## EXERCISE
Give a verbatim repeat of the lines that run from the line containing "of the patterned" to the end of the data below.

## Rows from a pointing dataset
==========
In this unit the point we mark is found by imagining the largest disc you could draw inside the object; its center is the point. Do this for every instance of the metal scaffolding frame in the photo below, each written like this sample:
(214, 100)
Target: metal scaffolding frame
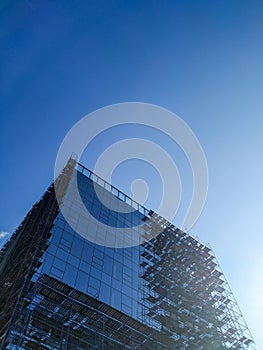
(185, 300)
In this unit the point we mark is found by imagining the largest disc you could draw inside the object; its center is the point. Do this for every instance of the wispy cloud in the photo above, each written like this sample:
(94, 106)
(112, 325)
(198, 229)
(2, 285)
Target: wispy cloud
(3, 234)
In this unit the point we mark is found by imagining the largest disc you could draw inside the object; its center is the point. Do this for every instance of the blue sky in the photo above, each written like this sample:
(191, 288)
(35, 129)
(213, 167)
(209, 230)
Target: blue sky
(203, 60)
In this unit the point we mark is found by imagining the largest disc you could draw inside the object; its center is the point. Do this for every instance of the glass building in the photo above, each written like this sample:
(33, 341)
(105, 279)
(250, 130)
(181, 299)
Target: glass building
(61, 290)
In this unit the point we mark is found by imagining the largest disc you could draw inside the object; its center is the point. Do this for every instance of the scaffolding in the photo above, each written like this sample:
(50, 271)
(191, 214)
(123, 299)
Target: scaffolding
(184, 299)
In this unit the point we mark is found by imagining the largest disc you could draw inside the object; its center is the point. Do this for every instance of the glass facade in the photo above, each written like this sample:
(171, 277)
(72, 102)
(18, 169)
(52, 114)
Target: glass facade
(76, 293)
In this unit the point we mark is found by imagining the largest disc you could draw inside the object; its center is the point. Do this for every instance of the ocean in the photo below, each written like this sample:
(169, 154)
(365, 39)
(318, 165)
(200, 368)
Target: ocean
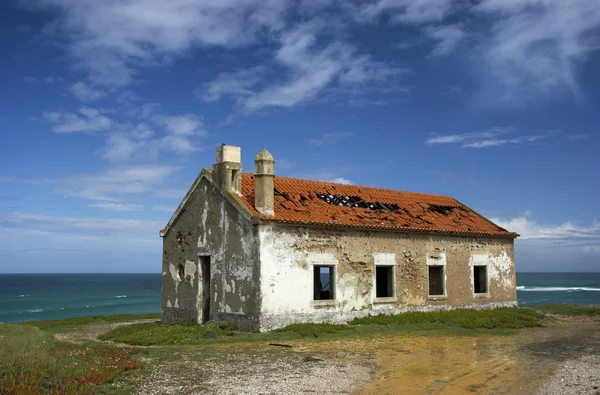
(29, 297)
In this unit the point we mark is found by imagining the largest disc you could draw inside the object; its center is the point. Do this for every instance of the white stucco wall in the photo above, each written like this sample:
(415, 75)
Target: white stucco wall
(286, 280)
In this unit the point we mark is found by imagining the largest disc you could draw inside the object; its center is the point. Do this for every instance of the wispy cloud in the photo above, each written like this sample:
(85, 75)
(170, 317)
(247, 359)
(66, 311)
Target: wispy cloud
(534, 47)
(107, 230)
(84, 92)
(413, 12)
(117, 183)
(236, 84)
(169, 209)
(118, 206)
(568, 234)
(448, 38)
(309, 68)
(111, 38)
(88, 120)
(330, 137)
(489, 138)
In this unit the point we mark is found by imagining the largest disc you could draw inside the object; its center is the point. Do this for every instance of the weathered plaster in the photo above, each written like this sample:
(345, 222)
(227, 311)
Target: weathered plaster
(211, 225)
(288, 254)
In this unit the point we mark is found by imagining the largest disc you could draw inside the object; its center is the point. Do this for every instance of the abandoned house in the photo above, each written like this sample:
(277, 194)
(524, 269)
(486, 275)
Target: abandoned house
(265, 251)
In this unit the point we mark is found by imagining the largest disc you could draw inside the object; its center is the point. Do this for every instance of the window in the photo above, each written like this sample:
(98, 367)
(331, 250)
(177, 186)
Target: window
(324, 282)
(384, 281)
(436, 280)
(480, 279)
(181, 272)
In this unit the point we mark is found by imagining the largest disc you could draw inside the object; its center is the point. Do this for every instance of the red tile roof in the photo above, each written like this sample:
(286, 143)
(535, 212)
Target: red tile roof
(307, 202)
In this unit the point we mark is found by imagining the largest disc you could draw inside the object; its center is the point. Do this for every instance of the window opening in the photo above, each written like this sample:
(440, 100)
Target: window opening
(323, 282)
(384, 281)
(436, 280)
(480, 279)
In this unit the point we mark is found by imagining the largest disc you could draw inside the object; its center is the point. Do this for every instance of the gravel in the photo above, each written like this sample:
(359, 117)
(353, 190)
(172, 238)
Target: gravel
(577, 376)
(262, 371)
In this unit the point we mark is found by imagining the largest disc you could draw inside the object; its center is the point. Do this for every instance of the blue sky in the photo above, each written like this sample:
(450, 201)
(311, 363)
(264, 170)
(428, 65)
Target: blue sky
(111, 108)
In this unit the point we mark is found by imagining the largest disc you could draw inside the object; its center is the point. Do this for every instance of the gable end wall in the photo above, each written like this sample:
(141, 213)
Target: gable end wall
(210, 225)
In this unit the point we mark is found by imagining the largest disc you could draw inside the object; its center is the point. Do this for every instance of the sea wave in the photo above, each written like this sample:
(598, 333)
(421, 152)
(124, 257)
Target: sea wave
(557, 289)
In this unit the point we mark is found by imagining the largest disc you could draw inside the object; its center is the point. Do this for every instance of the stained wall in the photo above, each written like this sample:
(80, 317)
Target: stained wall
(211, 225)
(289, 253)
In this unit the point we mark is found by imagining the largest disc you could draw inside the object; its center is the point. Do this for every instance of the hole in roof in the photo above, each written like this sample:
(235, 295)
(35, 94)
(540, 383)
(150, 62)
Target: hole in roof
(444, 210)
(357, 202)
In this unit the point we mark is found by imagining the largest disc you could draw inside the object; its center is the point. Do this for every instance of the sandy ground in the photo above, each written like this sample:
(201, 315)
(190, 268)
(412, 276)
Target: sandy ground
(563, 358)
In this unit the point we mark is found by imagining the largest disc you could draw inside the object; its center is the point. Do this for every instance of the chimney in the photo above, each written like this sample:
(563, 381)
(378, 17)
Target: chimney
(227, 172)
(264, 200)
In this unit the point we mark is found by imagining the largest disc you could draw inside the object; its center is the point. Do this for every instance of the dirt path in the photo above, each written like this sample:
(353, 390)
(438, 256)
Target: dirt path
(560, 359)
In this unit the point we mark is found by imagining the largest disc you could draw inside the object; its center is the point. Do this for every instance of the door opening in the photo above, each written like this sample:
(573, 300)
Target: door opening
(205, 268)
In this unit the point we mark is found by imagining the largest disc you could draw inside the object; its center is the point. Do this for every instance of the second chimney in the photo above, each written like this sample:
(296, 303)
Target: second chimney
(264, 189)
(227, 172)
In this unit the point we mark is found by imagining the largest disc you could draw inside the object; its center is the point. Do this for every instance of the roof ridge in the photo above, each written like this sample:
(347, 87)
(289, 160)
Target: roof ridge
(360, 186)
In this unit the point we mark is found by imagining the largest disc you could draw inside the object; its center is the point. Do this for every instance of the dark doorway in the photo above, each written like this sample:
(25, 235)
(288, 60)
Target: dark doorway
(480, 279)
(384, 281)
(323, 283)
(436, 280)
(205, 269)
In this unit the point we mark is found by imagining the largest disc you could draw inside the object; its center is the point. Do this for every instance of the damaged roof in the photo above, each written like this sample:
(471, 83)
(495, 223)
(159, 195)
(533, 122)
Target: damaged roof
(306, 202)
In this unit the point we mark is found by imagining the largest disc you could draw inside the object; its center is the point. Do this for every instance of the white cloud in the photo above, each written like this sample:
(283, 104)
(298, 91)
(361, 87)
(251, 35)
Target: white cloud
(110, 38)
(106, 230)
(169, 209)
(84, 92)
(535, 46)
(409, 11)
(568, 233)
(342, 180)
(118, 206)
(488, 138)
(448, 37)
(88, 120)
(182, 132)
(116, 183)
(131, 145)
(330, 138)
(312, 68)
(236, 83)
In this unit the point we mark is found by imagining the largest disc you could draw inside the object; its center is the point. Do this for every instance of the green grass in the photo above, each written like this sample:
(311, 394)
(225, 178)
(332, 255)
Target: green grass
(76, 322)
(152, 333)
(33, 362)
(313, 330)
(570, 309)
(164, 334)
(502, 318)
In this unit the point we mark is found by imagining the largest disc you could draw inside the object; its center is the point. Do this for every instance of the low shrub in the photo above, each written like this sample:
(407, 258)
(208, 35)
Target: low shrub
(33, 362)
(509, 317)
(570, 309)
(183, 332)
(314, 330)
(66, 323)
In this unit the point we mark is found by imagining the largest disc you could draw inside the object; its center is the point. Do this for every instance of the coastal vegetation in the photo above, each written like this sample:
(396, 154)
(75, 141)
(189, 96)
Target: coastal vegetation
(34, 359)
(34, 362)
(570, 309)
(155, 333)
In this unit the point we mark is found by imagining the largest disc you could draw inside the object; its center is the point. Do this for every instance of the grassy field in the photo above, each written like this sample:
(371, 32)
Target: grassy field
(156, 333)
(32, 361)
(66, 324)
(570, 309)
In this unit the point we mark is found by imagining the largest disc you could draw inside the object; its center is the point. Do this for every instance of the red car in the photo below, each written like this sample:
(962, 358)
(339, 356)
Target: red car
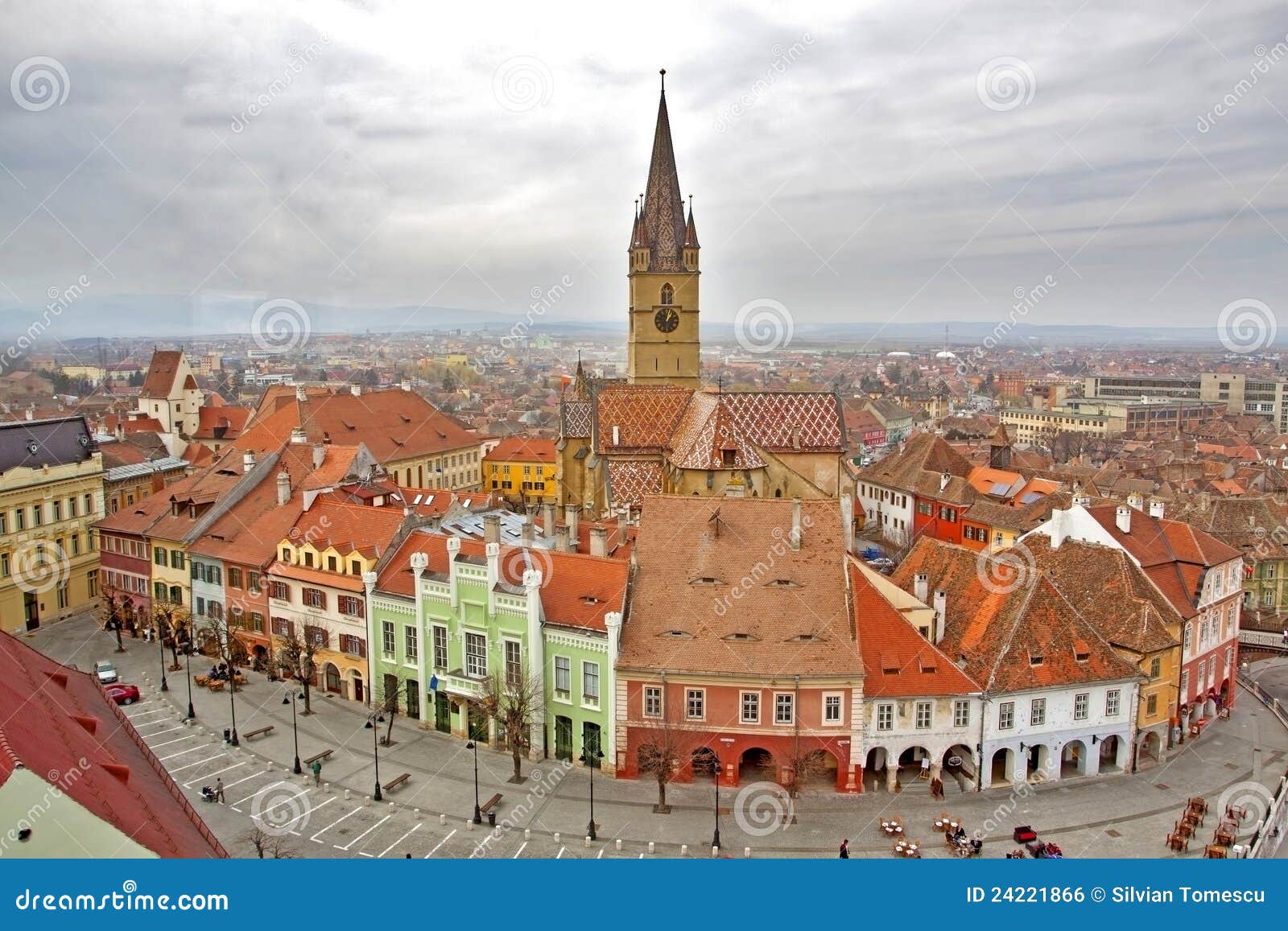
(122, 694)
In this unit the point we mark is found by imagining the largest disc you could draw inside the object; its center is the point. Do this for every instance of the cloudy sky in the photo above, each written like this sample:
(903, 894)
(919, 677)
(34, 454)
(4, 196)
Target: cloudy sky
(879, 161)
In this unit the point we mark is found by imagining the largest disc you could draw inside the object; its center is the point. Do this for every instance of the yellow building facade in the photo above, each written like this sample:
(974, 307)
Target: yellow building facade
(51, 495)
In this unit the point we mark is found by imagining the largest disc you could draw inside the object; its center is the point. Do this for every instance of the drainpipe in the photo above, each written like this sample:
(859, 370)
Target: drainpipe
(419, 563)
(369, 585)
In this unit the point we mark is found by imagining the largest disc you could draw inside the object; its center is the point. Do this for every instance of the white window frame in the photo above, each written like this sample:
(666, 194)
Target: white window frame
(791, 706)
(929, 708)
(886, 716)
(1006, 716)
(839, 703)
(476, 673)
(1081, 706)
(564, 694)
(701, 697)
(654, 693)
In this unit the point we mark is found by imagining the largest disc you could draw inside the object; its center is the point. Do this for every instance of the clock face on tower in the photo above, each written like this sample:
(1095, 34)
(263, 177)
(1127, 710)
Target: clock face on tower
(667, 319)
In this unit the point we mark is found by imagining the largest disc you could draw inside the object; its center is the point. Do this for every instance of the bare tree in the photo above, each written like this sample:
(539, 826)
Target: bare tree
(223, 643)
(111, 612)
(173, 622)
(295, 652)
(661, 755)
(512, 698)
(268, 847)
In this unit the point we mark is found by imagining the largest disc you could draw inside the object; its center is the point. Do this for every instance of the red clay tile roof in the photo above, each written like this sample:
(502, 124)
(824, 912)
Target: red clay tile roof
(897, 660)
(523, 450)
(1018, 632)
(393, 424)
(728, 595)
(42, 731)
(161, 373)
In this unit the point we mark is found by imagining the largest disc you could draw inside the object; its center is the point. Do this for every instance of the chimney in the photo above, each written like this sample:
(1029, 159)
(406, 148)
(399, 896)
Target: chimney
(848, 521)
(454, 549)
(920, 586)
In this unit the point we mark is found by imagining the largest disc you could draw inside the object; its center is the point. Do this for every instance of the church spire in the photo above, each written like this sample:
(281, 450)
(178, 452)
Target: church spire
(663, 209)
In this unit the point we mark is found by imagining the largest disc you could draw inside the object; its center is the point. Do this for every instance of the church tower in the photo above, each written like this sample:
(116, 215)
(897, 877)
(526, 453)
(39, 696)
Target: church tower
(663, 347)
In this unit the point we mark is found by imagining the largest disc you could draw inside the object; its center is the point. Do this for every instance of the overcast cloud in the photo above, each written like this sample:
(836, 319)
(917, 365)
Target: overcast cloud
(841, 163)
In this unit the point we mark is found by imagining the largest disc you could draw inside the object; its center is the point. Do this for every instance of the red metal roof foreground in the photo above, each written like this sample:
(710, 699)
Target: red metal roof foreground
(57, 724)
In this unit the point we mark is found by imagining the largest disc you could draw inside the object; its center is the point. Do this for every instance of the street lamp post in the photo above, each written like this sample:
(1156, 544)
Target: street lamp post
(592, 759)
(165, 686)
(478, 814)
(373, 720)
(187, 665)
(715, 837)
(290, 698)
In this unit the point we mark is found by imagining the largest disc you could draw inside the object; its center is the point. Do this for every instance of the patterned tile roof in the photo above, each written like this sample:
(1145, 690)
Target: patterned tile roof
(629, 480)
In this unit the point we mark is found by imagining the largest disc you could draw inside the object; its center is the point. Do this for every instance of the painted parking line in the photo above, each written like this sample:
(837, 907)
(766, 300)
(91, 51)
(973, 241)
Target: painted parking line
(399, 840)
(167, 744)
(362, 834)
(159, 733)
(441, 843)
(188, 785)
(332, 824)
==========
## FULL SOLUTION
In this unit the point we mark is found by imagining the largest disc you could draw inside the object; its center is the point. Do this for every instance of the patterned tile roof in the photo above, each written like this sample:
(1145, 690)
Target: patterned tile roof
(629, 480)
In this unit the point we mark is found by imagining the largest disc you could draw inside the object; its center is the point. Do this for every instance of the painted parking line in the photo above, each written like this sample:
(837, 907)
(766, 300)
(91, 51)
(973, 241)
Target: painted parking line
(399, 840)
(167, 744)
(362, 834)
(159, 733)
(441, 843)
(188, 785)
(332, 824)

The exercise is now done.